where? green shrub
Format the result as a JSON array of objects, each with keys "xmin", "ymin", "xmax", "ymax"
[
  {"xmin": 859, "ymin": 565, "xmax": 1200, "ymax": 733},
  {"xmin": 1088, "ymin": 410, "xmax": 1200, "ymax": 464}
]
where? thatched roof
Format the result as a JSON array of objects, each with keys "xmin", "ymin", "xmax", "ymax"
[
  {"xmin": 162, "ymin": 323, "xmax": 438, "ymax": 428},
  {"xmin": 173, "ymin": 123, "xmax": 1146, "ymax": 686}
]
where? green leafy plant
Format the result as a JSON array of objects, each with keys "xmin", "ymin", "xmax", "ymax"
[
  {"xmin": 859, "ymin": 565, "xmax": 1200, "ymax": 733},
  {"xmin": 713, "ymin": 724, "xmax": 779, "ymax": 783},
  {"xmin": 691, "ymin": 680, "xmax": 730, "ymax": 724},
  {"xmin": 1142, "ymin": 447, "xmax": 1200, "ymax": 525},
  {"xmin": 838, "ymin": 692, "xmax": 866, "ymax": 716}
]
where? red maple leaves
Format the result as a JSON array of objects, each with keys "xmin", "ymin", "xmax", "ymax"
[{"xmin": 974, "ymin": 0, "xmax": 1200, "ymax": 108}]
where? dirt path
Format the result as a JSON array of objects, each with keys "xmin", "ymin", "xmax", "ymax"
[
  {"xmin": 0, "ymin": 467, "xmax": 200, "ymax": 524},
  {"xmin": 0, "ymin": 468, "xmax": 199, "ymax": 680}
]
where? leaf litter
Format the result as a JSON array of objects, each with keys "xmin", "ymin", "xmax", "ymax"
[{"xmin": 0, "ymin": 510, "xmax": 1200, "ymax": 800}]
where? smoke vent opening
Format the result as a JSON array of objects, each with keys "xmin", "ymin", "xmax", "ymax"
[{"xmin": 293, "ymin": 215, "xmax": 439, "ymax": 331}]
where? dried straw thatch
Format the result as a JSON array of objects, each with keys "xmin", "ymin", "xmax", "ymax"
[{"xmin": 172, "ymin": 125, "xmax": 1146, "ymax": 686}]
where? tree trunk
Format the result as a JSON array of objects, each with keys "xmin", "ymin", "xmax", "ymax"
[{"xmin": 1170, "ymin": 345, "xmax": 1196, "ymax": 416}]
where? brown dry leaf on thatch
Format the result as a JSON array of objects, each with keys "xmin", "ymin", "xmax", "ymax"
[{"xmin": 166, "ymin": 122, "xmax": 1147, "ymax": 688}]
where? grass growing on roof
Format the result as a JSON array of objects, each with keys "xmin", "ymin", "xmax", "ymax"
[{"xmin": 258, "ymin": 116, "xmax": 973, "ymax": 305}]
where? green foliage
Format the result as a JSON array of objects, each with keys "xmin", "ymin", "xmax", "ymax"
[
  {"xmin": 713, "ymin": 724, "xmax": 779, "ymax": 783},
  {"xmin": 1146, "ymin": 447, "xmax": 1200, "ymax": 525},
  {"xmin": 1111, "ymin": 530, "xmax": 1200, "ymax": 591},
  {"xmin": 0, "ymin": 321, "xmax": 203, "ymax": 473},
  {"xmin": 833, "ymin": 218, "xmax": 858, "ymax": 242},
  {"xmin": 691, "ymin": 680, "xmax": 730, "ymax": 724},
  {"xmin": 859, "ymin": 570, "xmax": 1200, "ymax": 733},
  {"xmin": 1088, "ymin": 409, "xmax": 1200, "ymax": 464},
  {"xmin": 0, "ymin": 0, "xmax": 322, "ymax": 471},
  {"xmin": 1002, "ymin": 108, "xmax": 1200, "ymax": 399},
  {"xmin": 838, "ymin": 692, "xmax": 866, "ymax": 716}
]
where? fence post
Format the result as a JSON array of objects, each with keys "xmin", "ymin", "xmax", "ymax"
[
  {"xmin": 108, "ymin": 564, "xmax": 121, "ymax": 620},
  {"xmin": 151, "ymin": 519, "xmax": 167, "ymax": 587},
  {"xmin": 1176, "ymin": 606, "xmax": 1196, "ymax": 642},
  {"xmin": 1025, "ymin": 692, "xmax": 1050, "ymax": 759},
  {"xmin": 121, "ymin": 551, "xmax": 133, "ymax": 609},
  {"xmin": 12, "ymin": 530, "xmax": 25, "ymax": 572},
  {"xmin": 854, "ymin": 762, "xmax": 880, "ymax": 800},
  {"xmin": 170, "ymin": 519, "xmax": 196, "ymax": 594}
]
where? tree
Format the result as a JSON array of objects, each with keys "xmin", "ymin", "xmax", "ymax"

* _Short problem_:
From the rows above, copy every line that contains the word "roof". Treat uppercase and lowercase letters as different.

* _Output below_:
where? thatched roof
where? grass growing on roof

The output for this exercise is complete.